Alex Reid
asked this on November 16, 2011 18:51
So, this has happened several times now.
My cluster layout is like this:
1 control - m1.large
4 cluster db - m1.xlarge
I started with the Galera Cluster Configurator and the stock Ubuntu 11.04 Natty 64-bit AMI on these nodes. Got them set up after some fiddling, everything looked great.. then I went to import my existing MySQL dataset. Sometime in the middle of the night (Monday night), the MySQLd process on the node I was importing data on crashed underneath me. When I logged into it again with a MySQL client, the wsrep status was OFF, and the cluster as a whole had fallen apart.
Since I was not using this in production yet, I figured I'd just start over with CentOS. I had a few little hitches with the Galera Cluster Configurator on Ubuntu, and thought it was likely more mature on CentOS.. plus, the Ubuntu SysV init scripts for MySQL were a bit hinky. So, stock CentOS 5.6 64Bit, the Rightscale provided image, same server layout / sizes..
And the same thing happened. Here's my description in a little more detail that I sent to severalnines support:
"While doing a large import on my #2 node in a screen session, the mysqld server crashed. When it automatically was restarted by mysqld_safe, it was unreachable by a mysql client on the localhost .. the client just hung, without even reaching authentication. After a service restart, I am able to connect. I did a show status and got this for the wsrep, but then the mysqld server immediately crashed again, i.e. show status worked, then I got "MySQL server has gone away""
That is:
But, because I had split up my data this time before importing, I noted that
1) It was my largest (in rowcount) table that it was in the midst of importing while it crashed (157 Million rows)
2) This table is partitioned. I'll post the schema here: (Table and column names changed for privacy's sake)
delimiter $$
CREATE TABLE `dgs` (
`d_id` bigint(20) unsigned NOT NULL,
`g_id` int(10) unsigned NOT NULL,
`state` tinyint(1) unsigned NOT NULL,
`p_id` int(10) unsigned DEFAULT NULL,
`c_id` int(10) unsigned DEFAULT NULL,
`o` tinyint(1) unsigned DEFAULT NULL,
`type` enum('b','c','i') DEFAULT NULL,
`ca_id` int(10) unsigned DEFAULT NULL,
`a_type` tinyint(3) unsigned DEFAULT NULL,
`timestamp` timestamp NOT NULL DEFAULT CURRENT_TIMESTAMP ON UPDATE CURRENT_TIMESTAMP,
PRIMARY KEY (`d_id`,`g_id`)
) ENGINE=InnoDB DEFAULT CHARSET=utf8
/*!50100 PARTITION BY KEY (d_id)
PARTITIONS 10 */$$
So now I have one node in the state above, while my other 3 are not being good Galera cluster nodes either..

▶ [PROVIDED DATA]:
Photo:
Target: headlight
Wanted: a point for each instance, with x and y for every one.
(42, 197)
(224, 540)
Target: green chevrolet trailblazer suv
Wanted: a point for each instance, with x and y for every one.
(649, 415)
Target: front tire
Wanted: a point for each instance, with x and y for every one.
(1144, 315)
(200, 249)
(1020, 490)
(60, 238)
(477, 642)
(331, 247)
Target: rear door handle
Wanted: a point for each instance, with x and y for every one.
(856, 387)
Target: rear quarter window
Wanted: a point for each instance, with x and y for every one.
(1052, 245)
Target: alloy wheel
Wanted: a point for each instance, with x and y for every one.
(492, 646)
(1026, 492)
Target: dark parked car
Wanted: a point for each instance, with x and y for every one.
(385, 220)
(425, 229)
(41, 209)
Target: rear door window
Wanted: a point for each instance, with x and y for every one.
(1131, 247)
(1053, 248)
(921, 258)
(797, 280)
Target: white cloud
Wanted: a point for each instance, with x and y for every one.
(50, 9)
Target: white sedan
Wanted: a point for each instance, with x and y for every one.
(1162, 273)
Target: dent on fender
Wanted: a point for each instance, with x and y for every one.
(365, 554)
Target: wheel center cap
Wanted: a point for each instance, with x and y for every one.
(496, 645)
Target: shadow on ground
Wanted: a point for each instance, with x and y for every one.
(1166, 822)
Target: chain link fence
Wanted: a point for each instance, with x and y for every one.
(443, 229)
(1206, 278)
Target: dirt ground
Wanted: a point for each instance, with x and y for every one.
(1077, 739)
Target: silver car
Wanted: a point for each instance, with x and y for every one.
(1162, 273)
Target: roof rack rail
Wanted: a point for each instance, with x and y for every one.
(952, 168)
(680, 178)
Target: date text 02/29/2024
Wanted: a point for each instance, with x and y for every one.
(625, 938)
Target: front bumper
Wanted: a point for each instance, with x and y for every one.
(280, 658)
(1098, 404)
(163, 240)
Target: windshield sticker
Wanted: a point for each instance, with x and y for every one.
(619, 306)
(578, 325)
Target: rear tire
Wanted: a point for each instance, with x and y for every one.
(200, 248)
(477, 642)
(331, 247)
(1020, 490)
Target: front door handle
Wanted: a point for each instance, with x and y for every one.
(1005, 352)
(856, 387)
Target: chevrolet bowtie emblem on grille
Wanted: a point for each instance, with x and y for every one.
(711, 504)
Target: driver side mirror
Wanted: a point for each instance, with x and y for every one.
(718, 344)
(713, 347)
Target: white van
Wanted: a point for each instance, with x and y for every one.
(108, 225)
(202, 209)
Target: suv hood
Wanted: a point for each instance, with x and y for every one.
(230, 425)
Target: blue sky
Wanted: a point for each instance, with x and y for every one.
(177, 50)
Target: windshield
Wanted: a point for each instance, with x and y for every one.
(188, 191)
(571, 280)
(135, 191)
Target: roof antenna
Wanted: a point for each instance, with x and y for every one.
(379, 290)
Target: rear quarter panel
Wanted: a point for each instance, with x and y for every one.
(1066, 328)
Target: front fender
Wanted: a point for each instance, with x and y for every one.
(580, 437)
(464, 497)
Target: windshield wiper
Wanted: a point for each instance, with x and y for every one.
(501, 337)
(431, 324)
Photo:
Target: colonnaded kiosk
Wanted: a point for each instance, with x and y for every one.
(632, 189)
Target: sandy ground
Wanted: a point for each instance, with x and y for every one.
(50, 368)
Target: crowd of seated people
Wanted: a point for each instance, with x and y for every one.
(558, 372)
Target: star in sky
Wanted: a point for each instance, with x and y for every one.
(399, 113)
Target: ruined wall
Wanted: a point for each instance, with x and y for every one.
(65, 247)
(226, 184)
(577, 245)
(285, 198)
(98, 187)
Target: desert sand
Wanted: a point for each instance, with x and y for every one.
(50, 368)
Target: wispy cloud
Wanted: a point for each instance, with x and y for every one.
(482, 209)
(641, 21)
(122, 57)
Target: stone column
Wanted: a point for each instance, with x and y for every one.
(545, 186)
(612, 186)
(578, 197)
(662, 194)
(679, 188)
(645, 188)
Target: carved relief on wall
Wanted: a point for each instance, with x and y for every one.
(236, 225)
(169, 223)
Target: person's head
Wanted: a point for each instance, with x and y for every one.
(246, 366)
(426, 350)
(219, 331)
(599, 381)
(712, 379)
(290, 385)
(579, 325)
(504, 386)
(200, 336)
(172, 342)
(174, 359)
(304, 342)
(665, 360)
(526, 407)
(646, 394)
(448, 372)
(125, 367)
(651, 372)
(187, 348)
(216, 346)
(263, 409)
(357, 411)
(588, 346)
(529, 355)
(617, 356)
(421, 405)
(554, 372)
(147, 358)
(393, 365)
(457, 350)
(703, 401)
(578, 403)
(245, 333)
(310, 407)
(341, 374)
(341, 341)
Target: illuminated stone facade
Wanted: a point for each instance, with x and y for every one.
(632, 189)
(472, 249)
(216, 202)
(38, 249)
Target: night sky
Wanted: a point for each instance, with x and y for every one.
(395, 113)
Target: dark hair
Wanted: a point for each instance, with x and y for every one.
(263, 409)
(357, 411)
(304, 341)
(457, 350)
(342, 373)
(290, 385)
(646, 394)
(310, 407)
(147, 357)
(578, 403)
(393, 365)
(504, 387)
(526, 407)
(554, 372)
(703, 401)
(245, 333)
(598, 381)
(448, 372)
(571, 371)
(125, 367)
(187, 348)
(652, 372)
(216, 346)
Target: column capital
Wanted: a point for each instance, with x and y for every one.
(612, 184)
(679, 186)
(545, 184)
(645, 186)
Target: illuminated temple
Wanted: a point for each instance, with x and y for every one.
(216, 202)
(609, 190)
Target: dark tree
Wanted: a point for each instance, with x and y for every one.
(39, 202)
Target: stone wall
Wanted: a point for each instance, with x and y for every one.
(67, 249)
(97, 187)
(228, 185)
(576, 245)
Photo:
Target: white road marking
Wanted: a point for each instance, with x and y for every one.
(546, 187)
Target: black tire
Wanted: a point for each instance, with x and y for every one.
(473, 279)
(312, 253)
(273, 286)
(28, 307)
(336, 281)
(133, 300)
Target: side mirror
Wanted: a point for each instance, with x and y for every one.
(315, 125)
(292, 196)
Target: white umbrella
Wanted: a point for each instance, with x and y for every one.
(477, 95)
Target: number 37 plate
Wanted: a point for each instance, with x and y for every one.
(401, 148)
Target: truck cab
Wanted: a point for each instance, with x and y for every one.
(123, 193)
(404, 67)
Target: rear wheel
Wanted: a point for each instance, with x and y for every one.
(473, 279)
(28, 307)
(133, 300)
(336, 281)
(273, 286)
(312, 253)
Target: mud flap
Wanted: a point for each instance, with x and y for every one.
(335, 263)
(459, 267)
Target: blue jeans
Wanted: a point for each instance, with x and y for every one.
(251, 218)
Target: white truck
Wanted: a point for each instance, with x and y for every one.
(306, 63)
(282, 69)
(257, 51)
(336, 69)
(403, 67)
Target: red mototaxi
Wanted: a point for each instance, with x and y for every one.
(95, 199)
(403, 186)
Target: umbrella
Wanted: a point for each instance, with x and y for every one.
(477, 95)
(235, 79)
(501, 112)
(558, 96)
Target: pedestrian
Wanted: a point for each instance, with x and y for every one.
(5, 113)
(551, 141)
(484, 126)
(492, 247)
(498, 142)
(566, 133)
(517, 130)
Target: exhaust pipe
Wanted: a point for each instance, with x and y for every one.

▶ [PROBLEM SET]:
(a) Render the entries as a JSON list of strings, one string per line and blank lines omitted, running from the first line of the entries through the line containing "(1077, 739)".
(b) Carry the forum post about the crashing Galera cluster on from where it stops.

▶ [RESULTS FOR EACH TASK]:
(a)
[
  "Photo:",
  "Target: headlight",
  "Wanted: a point for each instance, with x and y for every one.",
  "(42, 197)",
  "(224, 540)",
  "Target: green chevrolet trailblazer suv",
  "Wanted: a point for each instance, with x and y for every one.",
  "(649, 415)",
  "Target: front tire",
  "Wanted: a point for each instance, with x and y for every one.",
  "(1144, 315)",
  "(200, 249)",
  "(1020, 490)",
  "(60, 238)",
  "(477, 642)",
  "(331, 247)",
  "Target: rear door handle",
  "Wanted: a point for each instance, with x and y for every one.",
  "(856, 387)",
  "Target: rear quarter window",
  "Wanted: a point for each instance, with x and y for every one.",
  "(1052, 245)",
  "Target: alloy wheel",
  "Wanted: a point for each instance, with x and y for every one.",
  "(492, 646)",
  "(1026, 492)",
  "Target: dark parked car",
  "Wanted: a point for each instance, with x and y for every one.",
  "(385, 220)",
  "(425, 229)",
  "(41, 209)",
  "Target: rear door window",
  "Wanted: a point for each instance, with x and y for every one.",
  "(1131, 247)",
  "(1053, 248)",
  "(921, 258)",
  "(797, 280)",
  "Target: white cloud",
  "Wanted: a point for each instance, with x and y for every one.",
  "(50, 9)",
  "Target: white sedan",
  "Wanted: a point for each instance, with x and y for every one.",
  "(1162, 273)",
  "Target: dent on fender",
  "Wanted: a point for each instance, with x and y for every one.",
  "(365, 554)",
  "Target: wheel center cap",
  "Wanted: a point for each instance, with x and y for every one.",
  "(496, 645)",
  "Target: shadow on ground",
  "Wanted: a point for each instance, with x and y for every one.",
  "(1166, 822)",
  "Target: chain link fence",
  "Wanted: a point for each instance, with x and y for every one.",
  "(443, 229)",
  "(1206, 278)",
  "Target: dirt ground",
  "Wanted: a point for each instance, with x and y for every one.",
  "(1077, 739)"
]

(b)
Node 1
| wsrep_local_state | 0 |
| wsrep_local_state_comment | Initialized (0) |
| wsrep_connected | OFF |
| wsrep_local_index | 18446744073709551615 |
| wsrep_provider_name | Galera |
| wsrep_provider_vendor | Codership Oy <info@codership.com> |
| wsrep_provider_version | 21.1.0(r86) |
| wsrep_ready | OFF |
+------------------------------------------+--------------------------------------+
Node 3
| wsrep_local_state | 4 |
| wsrep_local_state_comment | Synced (6) |
| wsrep_cert_index_size | 0 |
| wsrep_cluster_conf_id | 14 |
| wsrep_cluster_size | 2 |
| wsrep_cluster_state_uuid | b6b0ac9a-0fd7-11e1-0800-02efcec769b8 |
| wsrep_cluster_status | Primary |
| wsrep_connected | ON |
| wsrep_local_index | 1 |
| wsrep_provider_name | Galera |
| wsrep_provider_vendor | Codership Oy <info@codership.com> |
| wsrep_provider_version | 21.1.0(r86) |
| wsrep_ready | ON |
+------------------------------------------+--------------------------------------+
Node 4
| wsrep_local_state | 2 |
| wsrep_local_state_comment | Donor (+) |
| wsrep_cert_index_size | 0 |
| wsrep_cluster_conf_id | 12 |
| wsrep_cluster_size | 4 |
| wsrep_cluster_state_uuid | b6b0ac9a-0fd7-11e1-0800-02efcec769b8 |
| wsrep_cluster_status | Primary |
| wsrep_connected | ON |
| wsrep_local_index | 2 |
| wsrep_provider_name | Galera |
| wsrep_provider_vendor | Codership Oy <info@codership.com> |
| wsrep_provider_version | 21.1.0(r86) |
| wsrep_ready | ON |
+------------------------------------------+--------------------------------------+
I'm also attaching the entire MySQL log for the node that fell over.
I really want to move forward with Galera as my MySQL HA solution, but I can't move forward without this data intact.
Comments
Hm. Actually it looks like it only made it half-way through importing this table, not the one I posted above, at least according to the only node that I can still query (because it considers itself synced)
delimiter $$
CREATE TABLE `dvs` (
`d_id` bigint(20) unsigned NOT NULL,
`d_token` binary(20) NOT NULL,
PRIMARY KEY (`d_id`),
UNIQUE KEY `d_token` (`d_token`)
) ENGINE=InnoDB DEFAULT CHARSET=utf8$$
Hi,
Looking at your logs, I could not help noticing:
111115 17:17:31 InnoDB: Initializing buffer pool, size = 10.5G
...
111115 17:17:32 InnoDB: Log file ./ib_logfile0 did not exist: new to be created
InnoDB: Setting log file ./ib_logfile0 size to 5 MB
I think this is a serious misconfiguration: total size of ib_logfiles should be around 20-25% of the buffer pool size and definitely exceed the biggest transaction size, which in this case could easily exceed 5M.
Before continuing, I'd strongly suggest doing the following on all of the nodes:
After that you most likely will need to rejoin the nodes into cluster:
Log in as root into one of the nodes and do
mysql> SET GLOBAL wsrep_cluster_address='gcomm://';
- this shall bootstrap the cluster.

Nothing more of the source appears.